### Text passage ###

[bitcoin-dev] Burying CSV and segwit soft fork activations

Eric Voskuil eric at voskuil.org
Fri Aug 16 17:44:47 UTC 2019

Thanks for adding this to the record.

And for the record I’ll reiterate here, as I did with BIP90, that this is a hard fork.


> On Aug 16, 2019, at 12:06, Peter Todd via bitcoin-dev <bitcoin-dev at lists.linuxfoundation.org> wrote:
>> On Fri, Aug 16, 2019 at 11:23:37AM -0400, John Newbery via bitcoin-dev wrote:
>> Once a consensus change has been activated and buried by sufficient work,
>> we consider the height of that change to be historic fact. The exact
>> activation method is no longer of practical interest. In some cases the
>> cause of activation is not even decidable. For example, we know that segwit
>> activated at height 481,824 but it's debatable whether that was due to BIP
>> 9 version bits signaling, BIP 148 UASF, or a combination of the two.
> I just wanted to elaborate on this excellent point:
> This is debatable because Bitcoin is a decentralized, soft-forks are backwards
> compatible, and it's very difficult if not impossible to measure the
> preferences of economically significant nodes. Both the BIP9 version bits
> signalling and the BIP 148 UASF had the same basic effect: enforce segwit.

### Material for this exercise ###

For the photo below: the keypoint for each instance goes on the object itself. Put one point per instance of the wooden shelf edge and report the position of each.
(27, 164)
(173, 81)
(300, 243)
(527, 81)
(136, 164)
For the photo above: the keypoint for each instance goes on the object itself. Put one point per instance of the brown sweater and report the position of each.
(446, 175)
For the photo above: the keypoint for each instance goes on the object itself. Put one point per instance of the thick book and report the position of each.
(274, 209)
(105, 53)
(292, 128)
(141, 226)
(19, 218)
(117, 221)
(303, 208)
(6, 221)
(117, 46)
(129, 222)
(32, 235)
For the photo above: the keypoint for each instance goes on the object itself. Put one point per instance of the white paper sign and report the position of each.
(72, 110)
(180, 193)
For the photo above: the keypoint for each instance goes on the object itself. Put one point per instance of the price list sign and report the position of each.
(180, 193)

###
### Material for this exercise ###

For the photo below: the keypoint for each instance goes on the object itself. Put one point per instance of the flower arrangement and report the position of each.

###

=== Given instruction 1 ===
Reproduce the passage of the post starting with "And for the" and going on through "of the two.", substituting "Segregated Witness" for "segwit".
=== Given instruction 2 ===
Extract every line of the listing that contains the string "thick".
The post and the listing are independent of each other.

=== Reply 1 ===
And for the record I’ll reiterate here, as I did with BIP90, that this is a hard fork.


> On Aug 16, 2019, at 12:06, Peter Todd via bitcoin-dev <bitcoin-dev at lists.linuxfoundation.org> wrote:
>> On Fri, Aug 16, 2019 at 11:23:37AM -0400, John Newbery via bitcoin-dev wrote:
>> Once a consensus change has been activated and buried by sufficient work,
>> we consider the height of that change to be historic fact. The exact
>> activation method is no longer of practical interest. In some cases the
>> cause of activation is not even decidable. For example, we know that Segregated Witness
>> activated at height 481,824 but it's debatable whether that was due to BIP
>> 9 version bits signaling, BIP 148 UASF, or a combination of the two.

=== Reply 2 ===
For the photo above: the keypoint for each instance goes on the object itself. Put one point per instance of the thick book and report the position of each.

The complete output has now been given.